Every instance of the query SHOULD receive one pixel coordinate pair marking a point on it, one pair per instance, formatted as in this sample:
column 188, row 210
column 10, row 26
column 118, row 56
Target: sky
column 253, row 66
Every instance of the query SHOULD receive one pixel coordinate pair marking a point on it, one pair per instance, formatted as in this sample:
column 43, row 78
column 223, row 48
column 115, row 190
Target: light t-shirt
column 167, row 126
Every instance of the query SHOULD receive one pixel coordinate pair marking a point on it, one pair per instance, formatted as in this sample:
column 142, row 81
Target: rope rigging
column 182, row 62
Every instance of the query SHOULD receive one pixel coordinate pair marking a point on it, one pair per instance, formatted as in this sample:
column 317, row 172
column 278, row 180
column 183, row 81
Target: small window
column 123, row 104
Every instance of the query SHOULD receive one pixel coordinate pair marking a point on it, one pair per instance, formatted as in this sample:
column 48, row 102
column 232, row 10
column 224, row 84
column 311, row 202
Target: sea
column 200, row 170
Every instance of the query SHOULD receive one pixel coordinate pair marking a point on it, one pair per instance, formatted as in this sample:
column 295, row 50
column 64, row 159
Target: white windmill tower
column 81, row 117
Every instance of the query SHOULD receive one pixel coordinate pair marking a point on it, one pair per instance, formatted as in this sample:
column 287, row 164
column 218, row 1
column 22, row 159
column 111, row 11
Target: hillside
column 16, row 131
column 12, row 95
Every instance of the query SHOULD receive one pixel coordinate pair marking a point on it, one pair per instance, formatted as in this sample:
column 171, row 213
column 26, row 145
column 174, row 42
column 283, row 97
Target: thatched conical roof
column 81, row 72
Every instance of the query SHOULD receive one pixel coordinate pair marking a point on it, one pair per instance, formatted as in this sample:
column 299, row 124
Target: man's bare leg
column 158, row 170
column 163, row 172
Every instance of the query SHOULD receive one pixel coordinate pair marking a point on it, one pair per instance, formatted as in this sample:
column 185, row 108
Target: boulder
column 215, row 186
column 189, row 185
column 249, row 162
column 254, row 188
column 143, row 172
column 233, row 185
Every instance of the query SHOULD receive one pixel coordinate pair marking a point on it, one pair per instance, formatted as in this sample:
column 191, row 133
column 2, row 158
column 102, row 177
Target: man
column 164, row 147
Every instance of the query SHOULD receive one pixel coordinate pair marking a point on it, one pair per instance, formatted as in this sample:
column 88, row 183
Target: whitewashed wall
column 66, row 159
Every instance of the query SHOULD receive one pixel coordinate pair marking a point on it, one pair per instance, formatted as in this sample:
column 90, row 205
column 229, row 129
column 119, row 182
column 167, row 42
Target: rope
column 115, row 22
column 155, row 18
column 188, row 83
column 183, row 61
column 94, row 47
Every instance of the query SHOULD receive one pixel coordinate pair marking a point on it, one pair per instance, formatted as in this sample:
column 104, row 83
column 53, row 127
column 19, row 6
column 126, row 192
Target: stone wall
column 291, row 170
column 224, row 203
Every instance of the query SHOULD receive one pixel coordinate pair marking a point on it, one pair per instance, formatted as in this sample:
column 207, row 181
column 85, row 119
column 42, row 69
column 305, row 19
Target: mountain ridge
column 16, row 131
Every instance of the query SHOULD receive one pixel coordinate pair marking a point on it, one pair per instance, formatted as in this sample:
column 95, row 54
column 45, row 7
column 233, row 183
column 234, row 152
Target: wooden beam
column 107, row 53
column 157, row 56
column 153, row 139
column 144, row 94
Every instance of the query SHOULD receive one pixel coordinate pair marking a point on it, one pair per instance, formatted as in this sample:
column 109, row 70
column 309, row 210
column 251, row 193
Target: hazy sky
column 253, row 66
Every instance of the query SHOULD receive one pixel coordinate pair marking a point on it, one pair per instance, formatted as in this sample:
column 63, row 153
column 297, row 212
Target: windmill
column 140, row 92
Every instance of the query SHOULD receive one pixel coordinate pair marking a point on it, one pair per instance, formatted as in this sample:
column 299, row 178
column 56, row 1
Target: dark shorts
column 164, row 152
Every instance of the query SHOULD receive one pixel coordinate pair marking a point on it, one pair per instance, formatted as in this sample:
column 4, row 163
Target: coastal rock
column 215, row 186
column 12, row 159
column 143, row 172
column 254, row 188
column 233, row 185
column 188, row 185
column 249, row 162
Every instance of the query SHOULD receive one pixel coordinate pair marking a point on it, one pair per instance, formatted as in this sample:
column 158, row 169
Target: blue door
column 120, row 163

Qué se pide —
Extrae de los registros cada línea en la que aparezca la palabra "windmill".

Solución del problema —
Target: white windmill tower
Target: windmill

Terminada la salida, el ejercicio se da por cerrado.